+++ DATA IN THIS EXERCISE +++

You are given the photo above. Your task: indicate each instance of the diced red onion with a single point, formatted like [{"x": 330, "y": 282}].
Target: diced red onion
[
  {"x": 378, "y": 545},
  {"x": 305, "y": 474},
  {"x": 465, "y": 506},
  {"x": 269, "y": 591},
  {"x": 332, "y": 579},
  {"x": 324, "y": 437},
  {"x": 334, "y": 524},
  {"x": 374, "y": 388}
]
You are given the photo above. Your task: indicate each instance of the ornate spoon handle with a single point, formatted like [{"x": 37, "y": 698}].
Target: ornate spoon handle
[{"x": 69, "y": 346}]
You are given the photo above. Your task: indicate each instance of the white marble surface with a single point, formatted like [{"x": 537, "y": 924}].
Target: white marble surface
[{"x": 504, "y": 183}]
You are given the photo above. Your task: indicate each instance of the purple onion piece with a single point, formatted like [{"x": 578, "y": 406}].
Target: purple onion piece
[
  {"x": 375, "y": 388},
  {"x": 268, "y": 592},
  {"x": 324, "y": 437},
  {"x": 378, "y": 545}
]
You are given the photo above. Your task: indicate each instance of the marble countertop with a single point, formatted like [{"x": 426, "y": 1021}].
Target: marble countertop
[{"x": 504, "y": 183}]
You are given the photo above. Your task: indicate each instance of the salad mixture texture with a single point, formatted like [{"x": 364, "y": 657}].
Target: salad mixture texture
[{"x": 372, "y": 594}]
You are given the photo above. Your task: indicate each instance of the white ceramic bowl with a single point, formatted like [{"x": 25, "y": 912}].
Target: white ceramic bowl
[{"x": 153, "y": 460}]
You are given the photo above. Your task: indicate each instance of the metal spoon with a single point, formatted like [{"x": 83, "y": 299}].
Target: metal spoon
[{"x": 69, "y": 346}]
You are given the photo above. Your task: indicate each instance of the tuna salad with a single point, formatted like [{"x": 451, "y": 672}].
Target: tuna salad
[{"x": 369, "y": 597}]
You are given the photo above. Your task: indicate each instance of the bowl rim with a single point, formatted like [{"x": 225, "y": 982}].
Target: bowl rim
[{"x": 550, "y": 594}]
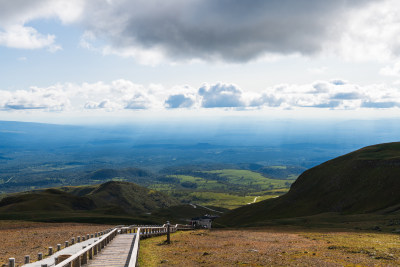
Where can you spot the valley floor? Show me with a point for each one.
(20, 238)
(272, 247)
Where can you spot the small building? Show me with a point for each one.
(203, 221)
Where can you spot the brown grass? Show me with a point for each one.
(29, 238)
(272, 247)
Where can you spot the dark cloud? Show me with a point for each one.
(230, 30)
(179, 101)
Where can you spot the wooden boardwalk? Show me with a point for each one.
(116, 254)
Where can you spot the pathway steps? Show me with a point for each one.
(116, 254)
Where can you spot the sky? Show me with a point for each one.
(94, 61)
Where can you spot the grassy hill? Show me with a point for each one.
(362, 182)
(104, 202)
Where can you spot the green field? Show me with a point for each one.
(228, 188)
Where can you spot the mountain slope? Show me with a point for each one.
(364, 181)
(111, 198)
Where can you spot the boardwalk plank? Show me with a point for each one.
(115, 254)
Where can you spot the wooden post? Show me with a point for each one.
(84, 256)
(168, 233)
(77, 262)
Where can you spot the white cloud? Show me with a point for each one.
(51, 99)
(15, 15)
(393, 70)
(125, 95)
(221, 95)
(370, 33)
(17, 36)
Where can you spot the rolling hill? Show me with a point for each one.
(111, 199)
(366, 181)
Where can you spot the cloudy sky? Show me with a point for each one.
(70, 59)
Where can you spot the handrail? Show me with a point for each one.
(68, 262)
(135, 251)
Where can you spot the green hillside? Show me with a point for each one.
(109, 201)
(361, 182)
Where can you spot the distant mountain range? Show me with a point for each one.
(110, 202)
(366, 181)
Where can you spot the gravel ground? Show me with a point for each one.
(29, 238)
(272, 247)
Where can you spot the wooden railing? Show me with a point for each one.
(87, 253)
(142, 231)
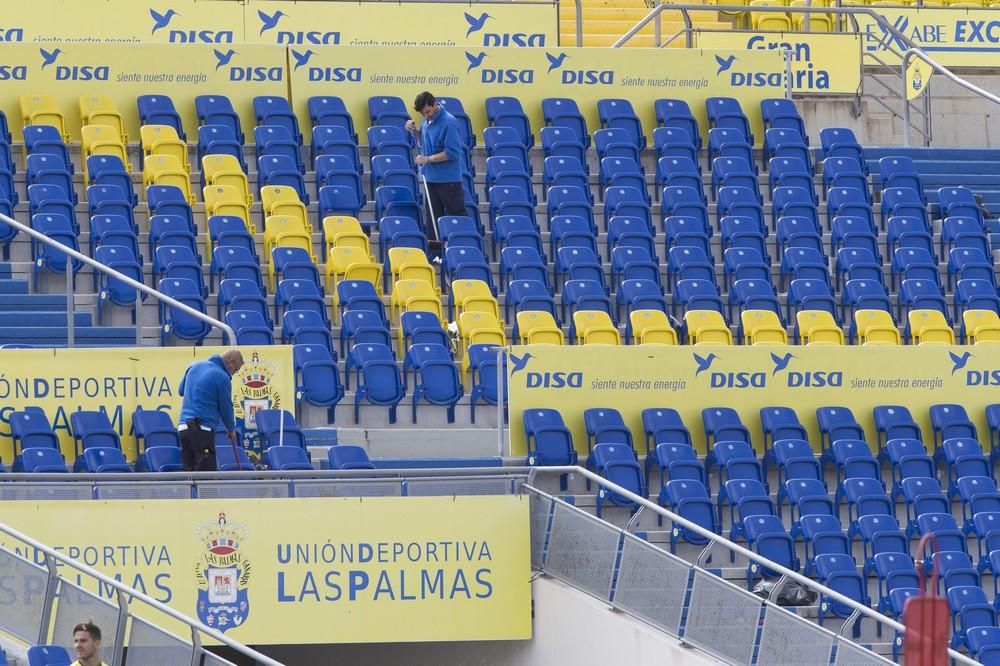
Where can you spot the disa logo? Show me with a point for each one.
(162, 20)
(477, 23)
(498, 75)
(794, 379)
(748, 79)
(974, 377)
(247, 74)
(269, 22)
(582, 77)
(544, 379)
(72, 72)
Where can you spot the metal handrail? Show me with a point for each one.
(53, 554)
(736, 548)
(914, 52)
(135, 284)
(684, 9)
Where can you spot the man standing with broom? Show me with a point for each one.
(440, 163)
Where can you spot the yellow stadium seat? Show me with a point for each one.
(284, 200)
(876, 327)
(817, 22)
(101, 140)
(410, 263)
(414, 295)
(929, 327)
(594, 327)
(538, 327)
(43, 110)
(351, 263)
(100, 110)
(167, 170)
(474, 296)
(762, 327)
(707, 327)
(769, 20)
(226, 170)
(818, 327)
(345, 231)
(163, 140)
(981, 326)
(227, 200)
(651, 327)
(478, 328)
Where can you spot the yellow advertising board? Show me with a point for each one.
(586, 75)
(402, 24)
(68, 70)
(689, 379)
(822, 63)
(306, 24)
(954, 37)
(119, 381)
(296, 571)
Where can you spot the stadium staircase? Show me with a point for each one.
(605, 21)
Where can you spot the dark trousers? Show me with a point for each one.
(445, 199)
(197, 448)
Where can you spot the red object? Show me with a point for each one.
(927, 621)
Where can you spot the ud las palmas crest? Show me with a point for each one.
(254, 390)
(222, 573)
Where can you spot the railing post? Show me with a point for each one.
(51, 585)
(70, 305)
(501, 380)
(119, 647)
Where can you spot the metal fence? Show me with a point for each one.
(683, 600)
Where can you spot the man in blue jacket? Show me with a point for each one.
(441, 159)
(207, 389)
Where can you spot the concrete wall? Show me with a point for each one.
(960, 117)
(569, 628)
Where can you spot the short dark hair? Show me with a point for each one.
(90, 628)
(423, 100)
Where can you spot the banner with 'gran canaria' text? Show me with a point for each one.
(68, 71)
(296, 571)
(119, 381)
(822, 63)
(283, 22)
(689, 379)
(585, 75)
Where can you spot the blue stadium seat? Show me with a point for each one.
(507, 112)
(317, 377)
(841, 142)
(899, 171)
(336, 141)
(378, 378)
(159, 110)
(250, 327)
(675, 113)
(618, 114)
(346, 456)
(436, 378)
(218, 110)
(676, 142)
(690, 500)
(845, 172)
(330, 110)
(564, 112)
(274, 110)
(58, 228)
(179, 323)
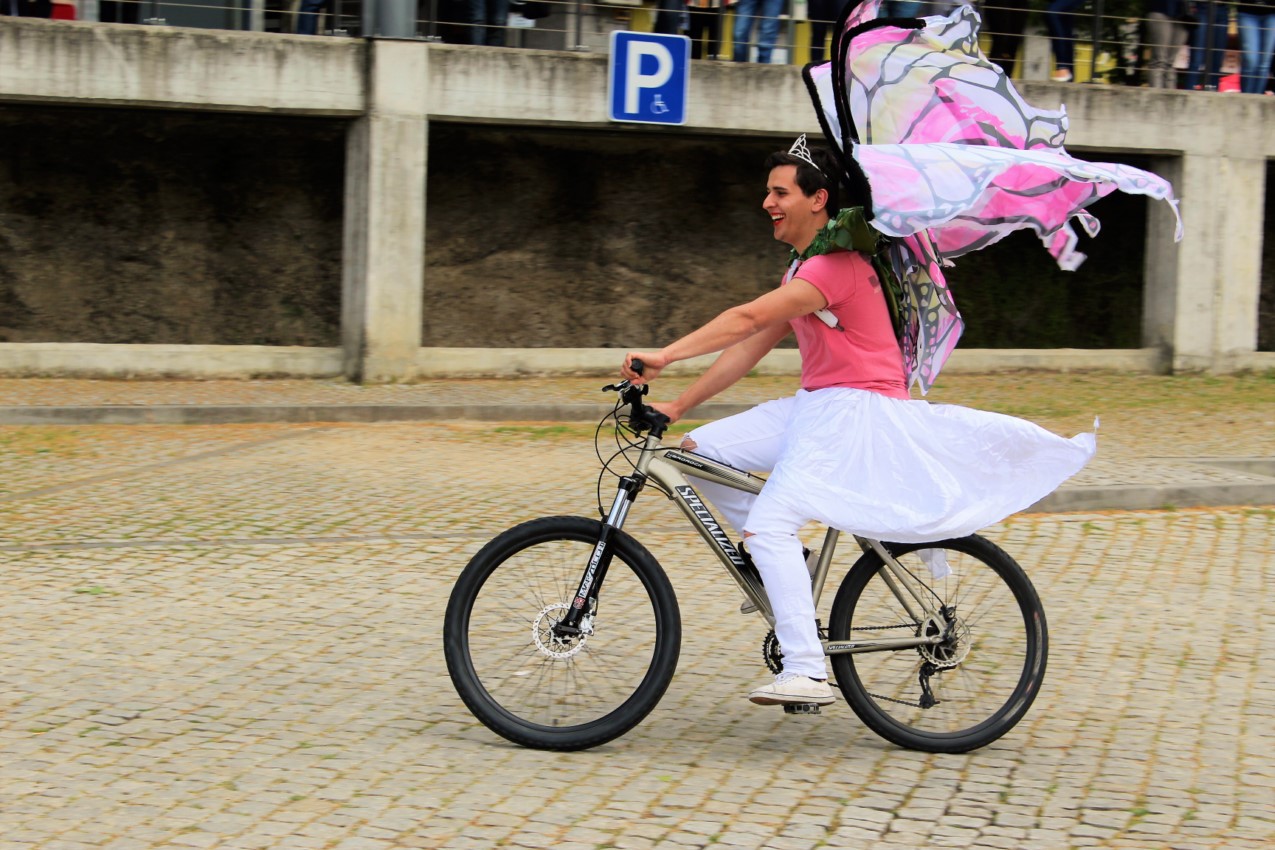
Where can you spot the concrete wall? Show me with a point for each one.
(1201, 296)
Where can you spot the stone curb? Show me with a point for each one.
(1063, 500)
(284, 413)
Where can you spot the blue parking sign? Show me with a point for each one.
(648, 77)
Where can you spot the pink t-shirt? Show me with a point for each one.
(862, 352)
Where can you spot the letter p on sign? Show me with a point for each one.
(648, 78)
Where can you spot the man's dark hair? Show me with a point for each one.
(810, 180)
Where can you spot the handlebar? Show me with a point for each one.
(641, 417)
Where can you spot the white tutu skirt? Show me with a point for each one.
(913, 472)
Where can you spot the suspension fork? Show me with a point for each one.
(585, 602)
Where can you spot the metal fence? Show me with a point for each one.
(1085, 45)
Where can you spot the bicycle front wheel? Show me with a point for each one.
(542, 690)
(970, 688)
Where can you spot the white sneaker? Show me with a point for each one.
(746, 607)
(793, 688)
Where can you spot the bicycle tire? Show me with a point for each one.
(545, 693)
(986, 676)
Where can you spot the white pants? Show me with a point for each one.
(756, 440)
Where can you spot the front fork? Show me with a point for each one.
(585, 604)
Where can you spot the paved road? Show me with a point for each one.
(228, 636)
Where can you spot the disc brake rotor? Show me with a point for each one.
(551, 645)
(954, 649)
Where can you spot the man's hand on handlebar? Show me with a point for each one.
(652, 363)
(670, 409)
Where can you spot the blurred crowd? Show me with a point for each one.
(1201, 45)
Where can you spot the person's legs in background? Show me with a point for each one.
(768, 33)
(1208, 31)
(704, 21)
(1257, 45)
(668, 19)
(1061, 21)
(496, 19)
(307, 17)
(1006, 24)
(823, 14)
(1164, 36)
(745, 15)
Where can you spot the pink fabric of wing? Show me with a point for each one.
(956, 159)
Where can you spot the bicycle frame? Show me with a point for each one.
(664, 465)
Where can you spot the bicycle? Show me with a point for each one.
(564, 632)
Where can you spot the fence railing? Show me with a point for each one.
(1085, 42)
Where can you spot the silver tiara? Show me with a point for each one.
(802, 152)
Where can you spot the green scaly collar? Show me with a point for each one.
(847, 231)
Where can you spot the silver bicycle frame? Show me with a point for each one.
(668, 467)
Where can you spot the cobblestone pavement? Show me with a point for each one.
(230, 636)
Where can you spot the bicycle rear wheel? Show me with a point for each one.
(959, 695)
(545, 691)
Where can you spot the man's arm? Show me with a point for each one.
(737, 324)
(726, 370)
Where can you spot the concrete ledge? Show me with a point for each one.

+++

**PROBLEM DESCRIPTION**
Copy back the listing above exactly, but only from the line with "Target: diced red onion" through the line with "of the metal", both ends included.

**YOUR SOLUTION**
Target: diced red onion
[
  {"x": 378, "y": 545},
  {"x": 305, "y": 474},
  {"x": 465, "y": 506},
  {"x": 269, "y": 591},
  {"x": 332, "y": 579},
  {"x": 324, "y": 437},
  {"x": 334, "y": 524},
  {"x": 374, "y": 388}
]
You are given the photo above. Your task: indicate each instance of the ornate spoon handle with a single point, formatted like [{"x": 37, "y": 698}].
Target: ornate spoon handle
[{"x": 69, "y": 346}]
You are given the photo above. Your task: indicate each instance of the white marble surface with a single point, formatted like [{"x": 537, "y": 924}].
Target: white marble surface
[{"x": 504, "y": 183}]
You are given the photo above. Your task: indicate each instance of the purple onion piece with a single point, formatted like [{"x": 578, "y": 406}].
Target: purple onion piece
[
  {"x": 375, "y": 388},
  {"x": 268, "y": 592},
  {"x": 324, "y": 437},
  {"x": 378, "y": 545}
]
You are given the photo above. Your task: indicate each instance of the marble countertop with a single point, formatted like [{"x": 426, "y": 1021}].
Target: marble countertop
[{"x": 504, "y": 183}]
You are given the photo above. Your task: indicate each instance of the salad mixture texture with a single point, formatted like [{"x": 364, "y": 657}].
Target: salad mixture texture
[{"x": 372, "y": 594}]
You are given the photo above. Your task: indicate each instance of the white ceramic bowl with a single point, formatted like [{"x": 25, "y": 912}].
Target: white ceramic bowl
[{"x": 153, "y": 460}]
You are given the photo above. Your task: indicate each instance of the metal spoon with a single point, formatted like [{"x": 83, "y": 299}].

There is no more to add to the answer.